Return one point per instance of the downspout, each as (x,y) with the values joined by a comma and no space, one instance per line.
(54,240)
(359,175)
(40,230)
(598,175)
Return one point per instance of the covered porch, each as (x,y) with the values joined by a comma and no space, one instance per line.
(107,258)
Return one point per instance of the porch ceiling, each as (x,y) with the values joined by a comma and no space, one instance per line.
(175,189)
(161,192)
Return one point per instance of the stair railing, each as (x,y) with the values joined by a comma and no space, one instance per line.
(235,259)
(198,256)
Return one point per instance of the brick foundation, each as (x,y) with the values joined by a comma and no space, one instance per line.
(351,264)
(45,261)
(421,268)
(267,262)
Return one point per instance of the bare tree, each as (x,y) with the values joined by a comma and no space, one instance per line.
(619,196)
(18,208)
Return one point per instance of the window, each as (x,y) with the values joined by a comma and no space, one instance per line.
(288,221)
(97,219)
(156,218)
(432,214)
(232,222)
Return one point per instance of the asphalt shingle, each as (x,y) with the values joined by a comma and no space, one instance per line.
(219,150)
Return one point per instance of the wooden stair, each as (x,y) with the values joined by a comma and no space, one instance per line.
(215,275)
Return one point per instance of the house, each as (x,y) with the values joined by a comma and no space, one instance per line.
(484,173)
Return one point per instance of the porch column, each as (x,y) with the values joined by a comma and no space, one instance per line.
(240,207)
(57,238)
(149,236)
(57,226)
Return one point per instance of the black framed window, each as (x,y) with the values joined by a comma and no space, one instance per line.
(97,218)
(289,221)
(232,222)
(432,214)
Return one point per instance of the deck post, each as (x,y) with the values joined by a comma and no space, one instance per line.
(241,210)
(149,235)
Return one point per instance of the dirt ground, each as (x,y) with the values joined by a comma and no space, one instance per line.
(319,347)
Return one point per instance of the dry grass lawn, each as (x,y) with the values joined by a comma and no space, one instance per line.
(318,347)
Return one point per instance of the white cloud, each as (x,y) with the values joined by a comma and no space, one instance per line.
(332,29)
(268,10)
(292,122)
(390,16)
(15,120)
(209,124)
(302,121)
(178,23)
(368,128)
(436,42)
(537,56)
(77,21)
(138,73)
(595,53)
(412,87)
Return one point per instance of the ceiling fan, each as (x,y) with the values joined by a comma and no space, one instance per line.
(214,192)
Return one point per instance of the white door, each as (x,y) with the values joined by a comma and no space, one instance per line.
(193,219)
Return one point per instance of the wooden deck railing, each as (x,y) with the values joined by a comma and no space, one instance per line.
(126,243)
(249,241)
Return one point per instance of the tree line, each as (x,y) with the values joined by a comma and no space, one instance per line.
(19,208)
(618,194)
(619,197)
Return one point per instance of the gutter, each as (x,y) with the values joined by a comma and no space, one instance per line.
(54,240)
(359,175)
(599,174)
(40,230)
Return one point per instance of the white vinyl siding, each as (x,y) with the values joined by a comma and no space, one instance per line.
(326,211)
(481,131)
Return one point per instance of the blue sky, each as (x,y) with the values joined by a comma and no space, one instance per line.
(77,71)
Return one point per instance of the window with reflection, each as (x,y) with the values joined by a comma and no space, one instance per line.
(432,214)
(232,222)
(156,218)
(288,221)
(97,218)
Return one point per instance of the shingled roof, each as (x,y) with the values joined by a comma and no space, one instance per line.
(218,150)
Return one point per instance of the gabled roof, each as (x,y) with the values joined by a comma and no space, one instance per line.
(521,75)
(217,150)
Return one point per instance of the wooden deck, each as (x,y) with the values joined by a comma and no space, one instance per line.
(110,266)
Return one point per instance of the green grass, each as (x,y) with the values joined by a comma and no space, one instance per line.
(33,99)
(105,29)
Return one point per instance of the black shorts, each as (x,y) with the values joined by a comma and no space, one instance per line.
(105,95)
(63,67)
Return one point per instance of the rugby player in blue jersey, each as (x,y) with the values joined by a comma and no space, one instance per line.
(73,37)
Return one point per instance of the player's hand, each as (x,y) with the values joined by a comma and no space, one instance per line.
• • •
▶ [Exercise]:
Retype the whole listing above exactly.

▶ [Exercise output]:
Return one point per instance of the downspout, each as (x,y) with the values joined by a comma and no space, one instance per line.
(54,240)
(359,175)
(40,230)
(598,175)
Return one point per instance of the covered porch, each as (x,y) with the values joined by a comma and no space, one instance per line.
(107,258)
Return one point per instance of the porch ceiling, each as (x,y) with the values joined by a comma and no space, one instance per line.
(175,189)
(161,192)
Return one point per instance of the stair railing, each as (x,y) with the values joined by a comma and no space, one instance per line.
(235,259)
(198,256)
Return one point per instance of the brick foundation, each as (x,y) with the values joined by a comma and no space, one instance per line.
(351,264)
(45,261)
(421,268)
(267,262)
Return one point per instance of the bare tree, each as (x,y) with the values joined by a comma and no space, one instance per line.
(619,196)
(18,208)
Return one point per instance of the window, each as (x,y) with the values joined by a comma and no space, one instance per line.
(288,221)
(97,219)
(156,218)
(432,214)
(232,222)
Return one point per instance of the asphalt shingle, each as (x,y) with the values joined by a comma and no space, one instance per line.
(219,150)
Return one point per instance of the wooden stair, each as (x,y) with the values joined by a comma and no space, one instance per line.
(215,275)
Return one point per instance of the house, each as (x,y) with the values joined by a comma and no space, one instance per line.
(484,173)
Return one point per instance of the porch column, each as (x,y) with the values joined by a comma and no space, one instance per line.
(240,207)
(57,238)
(149,236)
(57,226)
Return one point per instance of the black framed window, each as (x,y) with the values joined by a comma and no space, one instance per line.
(97,218)
(289,221)
(232,222)
(432,214)
Return one point per instance of the deck post, each as (x,y) with the values joined by a comma and no space, one instance per line.
(241,210)
(149,235)
Return one point per instance of the dirt ground, each as (x,y) with the values joined by a comma and no space, one instance per line.
(319,347)
Return one point per instance of the dry grass lawn, each as (x,y) with the values joined by a comma and no space, one instance per line.
(318,347)
Return one point per instance of the white cloud, each as (x,y) with the values joined by a comma and no space, one instance per line.
(332,29)
(268,10)
(292,122)
(390,16)
(15,120)
(209,124)
(302,121)
(178,23)
(368,128)
(436,42)
(537,56)
(77,21)
(138,73)
(595,53)
(412,87)
Return one point per instance of the ceiling fan, each as (x,y) with the values joined by a comma and no space, one instance per line.
(214,192)
Return one point per instance of the white door, each as (x,y) with the values joined by a comma and no space, one instance per line.
(193,219)
Return one point per instance of the wooden deck railing, each as (x,y) with the values joined by a comma and no space, one instance per line.
(126,243)
(249,241)
Return one point per instance of the tree line, each as (x,y) with the values joined by a comma and no space, one instance per line.
(19,208)
(618,194)
(619,197)
Return one point per instance of the gutter, each as (x,y) with the values joined by a comma and no space, one instance per line.
(54,240)
(359,175)
(599,174)
(40,230)
Return one point per instance of the white vinyl siding, each as (x,y) with the values joined by a comma and no space, one instance per line.
(326,211)
(481,131)
Return one point per instance of the blue sky, each as (x,y) with the values joined by a comma and no space, one instance per line.
(77,71)
Return one point per instance of the window with reflection, each as (x,y) with the values joined by a comma and no space, one instance per line.
(432,214)
(232,222)
(156,218)
(288,221)
(97,218)
Return one point per instance of the shingled roof, each as (x,y) with the values joined by a comma and no space, one instance per line.
(218,150)
Return one point per instance of the gabled roof, each as (x,y) with the values joined by a comma and no space, one instance per line.
(521,75)
(217,150)
Return one point per instance of the wooden deck, each as (x,y) with the values joined by a comma and no space, one instance per line.
(110,266)
Return one point per instance of the green grass, each as (x,y) with the values joined by a comma and no space, one instance per line.
(33,99)
(105,29)
Return one point per instance of the black shorts, each as (x,y) with the values joined by a comma and no space, one instance per line.
(105,95)
(63,67)
Return one point per instance of the rugby player in blue jersey, each as (x,y) with the values joined by a comma and no space, one instance per line.
(73,37)
Return one point per instance of the player's hand, each as (x,y) with the values joined by a comma and no space, one instance per line.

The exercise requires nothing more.